I thought I was done with secrets, but the secrecy had shifted to my parents, particularly my mom. The shame and fear she initially felt as I slowly shared my news was hard to bear. I had been so used to my parents being proud of me.

When I returned to Wilmington one weekend during the months between coming out to my parents and coming out publicly, I drove up wearing a women’s pea coat and ring.

I called my mom in advance to prepare her. She sighed at my clothing choice.

“Pull into the back,” she told me, referring to the empty and secluded alley behind our house that we never use.

They still didn’t want it to be real. It had seemed like they were making progress, but now it felt like my mom couldn’t even handle a jacket and a ring. What would happen when I started living every day, totally, as the woman I had always known myself to be?

These comments hurt. But honestly, I couldn’t blame her. I’d had twenty-one years to overcome the shame.

I had constantly told them that I was still the same person, but I was starting to feel like I was competing with myself. The sense of living someone else’s life that had become so unbearable persisted. I wanted them to love me as their daughter, not as the person they thought was their son. I wanted them to see and love me as me.

Each of us has a deep and profound desire to be seen, to be acknowledged, and to be respected in our totality. There is a unique kind of pain in being unseen. It’s a pain that cuts deep by diminishing and disempowering, and whether done intentionally or unintentionally, it’s an experience that leaves real scars.

····················

**Problems to solve:**
a - In the passage about coming out, please begin at the words "I called my" and stop after "myself to be?", substituting "lane" for "alley".
b - Answer these questions from the passage about coming out:
(i) What did the writer wear on the drive to Wilmington?
(ii) Where did the mom tell the writer to pull in?
(iii) How many years had the writer had to overcome the shame?

**Information shown:**
····················

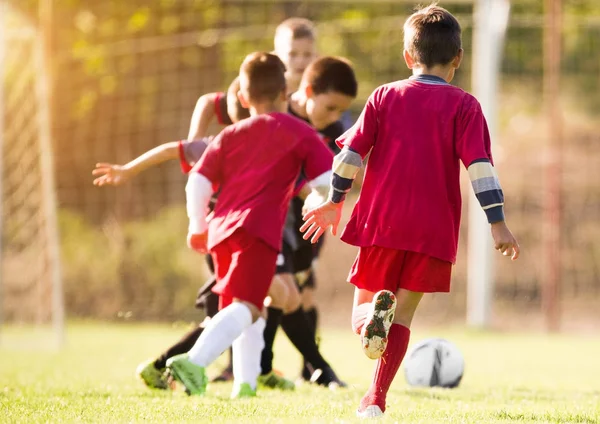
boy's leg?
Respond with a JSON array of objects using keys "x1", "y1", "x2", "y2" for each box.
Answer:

····················

**Problem solutions:**
a -
I called my mom in advance to prepare her. She sighed at my clothing choice.

“Pull into the back,” she told me, referring to the empty and secluded lane behind our house that we never use.

They still didn’t want it to be real. It had seemed like they were making progress, but now it felt like my mom couldn’t even handle a jacket and a ring. What would happen when I started living every day, totally, as the woman I had always known myself to be?

b -
(i) A women's pea coat and a ring.
(ii) Into the back, the empty and secluded alley behind their house that they never use.
(iii) Twenty-one years.